**Set problem**
Lay out every line of the records below as a numbered list, leaving out any blank lines.

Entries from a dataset
+ + + + + + +
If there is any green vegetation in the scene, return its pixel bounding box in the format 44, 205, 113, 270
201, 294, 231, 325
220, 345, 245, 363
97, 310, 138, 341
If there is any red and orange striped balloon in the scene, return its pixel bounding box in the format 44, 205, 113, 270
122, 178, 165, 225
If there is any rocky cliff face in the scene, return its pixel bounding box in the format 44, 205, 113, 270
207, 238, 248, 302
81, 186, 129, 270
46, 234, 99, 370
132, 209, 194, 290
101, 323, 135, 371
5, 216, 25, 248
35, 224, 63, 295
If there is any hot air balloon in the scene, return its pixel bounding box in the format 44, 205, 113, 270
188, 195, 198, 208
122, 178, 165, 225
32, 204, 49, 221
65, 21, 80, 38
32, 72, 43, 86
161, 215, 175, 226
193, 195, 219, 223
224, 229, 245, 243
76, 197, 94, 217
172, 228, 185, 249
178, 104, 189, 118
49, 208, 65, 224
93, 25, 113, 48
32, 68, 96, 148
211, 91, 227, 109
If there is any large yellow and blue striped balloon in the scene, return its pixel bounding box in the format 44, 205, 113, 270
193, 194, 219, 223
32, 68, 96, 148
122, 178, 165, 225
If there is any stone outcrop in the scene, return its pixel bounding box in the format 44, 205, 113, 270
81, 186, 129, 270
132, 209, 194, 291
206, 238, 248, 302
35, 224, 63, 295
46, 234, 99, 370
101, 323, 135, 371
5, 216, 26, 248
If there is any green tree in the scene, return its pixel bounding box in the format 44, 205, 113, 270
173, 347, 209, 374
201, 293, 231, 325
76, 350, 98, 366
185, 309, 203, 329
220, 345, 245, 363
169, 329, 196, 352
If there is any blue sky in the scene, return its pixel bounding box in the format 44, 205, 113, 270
+ + + + + + +
**Output below**
1. If there is any green vegetation in the scene, return its pixel bounding box in the format 44, 205, 113, 270
2. 201, 294, 231, 325
3. 220, 345, 245, 363
4. 97, 310, 138, 341
5. If there is any red and orange striped balloon in the scene, return its pixel bounding box in the format 44, 205, 113, 270
6. 122, 178, 165, 225
7. If there is any rocky cliff face in the scene, return its pixel bounding box in the format 44, 205, 113, 270
8. 207, 238, 248, 302
9. 81, 186, 129, 270
10. 46, 234, 99, 370
11. 132, 209, 194, 290
12. 101, 323, 135, 371
13. 5, 216, 25, 248
14. 35, 224, 63, 295
15. If there is any hot air balloon in the scene, return its pixel bounding box in the format 44, 205, 113, 270
16. 188, 195, 198, 208
17. 122, 178, 165, 225
18. 32, 204, 49, 221
19. 65, 21, 80, 38
20. 32, 72, 43, 86
21. 161, 215, 175, 226
22. 193, 195, 219, 223
23. 224, 229, 245, 243
24. 76, 197, 94, 217
25. 172, 228, 185, 249
26. 178, 104, 189, 118
27. 49, 208, 65, 224
28. 93, 25, 113, 48
29. 32, 68, 96, 148
30. 211, 91, 227, 109
31. If there is any large yellow and blue striped balloon in the scene, return its pixel bounding box in the format 44, 205, 113, 270
32. 193, 194, 219, 223
33. 32, 68, 96, 148
34. 122, 178, 165, 225
35. If there is any stone outcrop in the scene, return its pixel bounding box in the format 44, 205, 113, 270
36. 81, 186, 129, 270
37. 132, 209, 194, 291
38. 206, 238, 248, 302
39. 35, 224, 63, 295
40. 46, 234, 99, 370
41. 101, 323, 135, 371
42. 5, 216, 26, 248
43. If there is any green tree in the scene, return its pixel bounding box in the format 44, 205, 113, 270
44. 173, 347, 209, 374
45. 201, 293, 231, 325
46. 76, 350, 98, 366
47. 185, 309, 203, 329
48. 220, 345, 245, 363
49. 169, 329, 196, 352
50. If there is any blue sky in the scene, return its pixel bounding box in the format 44, 205, 113, 270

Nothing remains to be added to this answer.